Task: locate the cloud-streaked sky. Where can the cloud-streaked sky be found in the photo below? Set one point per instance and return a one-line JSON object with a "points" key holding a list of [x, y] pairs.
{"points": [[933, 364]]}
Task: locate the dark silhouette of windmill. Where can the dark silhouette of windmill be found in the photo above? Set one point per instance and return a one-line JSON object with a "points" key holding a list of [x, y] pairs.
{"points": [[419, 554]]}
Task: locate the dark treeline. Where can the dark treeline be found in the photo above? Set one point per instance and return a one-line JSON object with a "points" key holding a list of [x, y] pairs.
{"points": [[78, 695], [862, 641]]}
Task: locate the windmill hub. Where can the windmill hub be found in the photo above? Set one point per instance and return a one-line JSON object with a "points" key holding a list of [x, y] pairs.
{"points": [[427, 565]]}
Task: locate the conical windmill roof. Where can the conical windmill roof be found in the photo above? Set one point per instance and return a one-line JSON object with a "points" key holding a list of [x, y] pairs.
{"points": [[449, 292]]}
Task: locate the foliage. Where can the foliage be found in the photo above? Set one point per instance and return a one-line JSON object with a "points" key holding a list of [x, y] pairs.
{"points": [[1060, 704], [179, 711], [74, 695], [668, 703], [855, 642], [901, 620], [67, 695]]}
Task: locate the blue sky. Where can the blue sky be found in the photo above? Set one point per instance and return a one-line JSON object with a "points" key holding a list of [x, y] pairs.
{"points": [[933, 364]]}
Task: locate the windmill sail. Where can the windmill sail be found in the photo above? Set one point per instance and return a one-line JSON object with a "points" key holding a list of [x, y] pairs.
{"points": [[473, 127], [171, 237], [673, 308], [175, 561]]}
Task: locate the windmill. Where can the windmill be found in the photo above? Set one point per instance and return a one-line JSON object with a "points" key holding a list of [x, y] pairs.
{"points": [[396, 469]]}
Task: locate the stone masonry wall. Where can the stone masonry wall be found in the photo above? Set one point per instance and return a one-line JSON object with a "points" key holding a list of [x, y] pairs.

▬▬▬▬▬▬

- **THE PROBLEM**:
Quote all of the material above verbatim, from its first line through its last.

- **WRITTEN REPLY**:
Task: locate the cloud-streaked sky. Where can the cloud-streaked sky be found in the photo below? Set one point per instance and return a one-line JSON object with a "points" key holding a list of [x, y] pairs.
{"points": [[933, 364]]}
Task: locate the dark silhouette of windmill. Where can the dark silhouette of windmill be found in the photo above? Set one point per instance and return a one-line JSON object with a "points" key holding a list of [x, y] pairs.
{"points": [[419, 554]]}
Task: locate the dark treeline. Where can the dark treeline be found in the photo above? Set one point per instance and return a one-line JSON object with a "points" key holding a list of [x, y] pairs.
{"points": [[78, 695], [862, 641]]}
Task: locate the windmill hub. Where can the windmill hub be found in the photo above? Set one point per instance and return a one-line JSON object with a "points" key holding a list of [x, y] pairs.
{"points": [[427, 565]]}
Task: locate the conical windmill roof. Where can the conical windmill roof be found in the photo above? Set one point per instance and return a one-line JSON object with a "points" key holding a list of [x, y] pairs.
{"points": [[449, 292]]}
Task: locate the foliage. Where can the foliage be found in the photo above? Set one point per instance and return a one-line JSON object with a "points" key holding a list of [x, y] pairs.
{"points": [[1060, 704], [179, 711], [74, 695], [668, 703], [855, 642], [901, 620], [67, 695]]}
Task: locate the blue sky. Where can the blue sky be found in the photo above? Set one point per instance and return a one-line JSON object with a "points" key holding a list of [x, y] pairs.
{"points": [[933, 364]]}
Task: locate the windmill sail. Where can the windmill sail be found in the photo above? Set one point per instance and return a one-line JSON object with a "points" key holding a list of [x, y] pairs.
{"points": [[473, 127], [171, 237], [673, 308], [175, 561]]}
Task: locate the windmill. Where can the windmill be found in the photo above? Set one point per instance and return a one-line JSON object with a "points" key holding a list of [x, y] pairs.
{"points": [[396, 469]]}
Task: locate the stone masonry wall. Where can the stone masonry wall be found in the photo above? Set one point per instance and return a one-line JSON object with a "points" key holding a list of [x, y] pairs.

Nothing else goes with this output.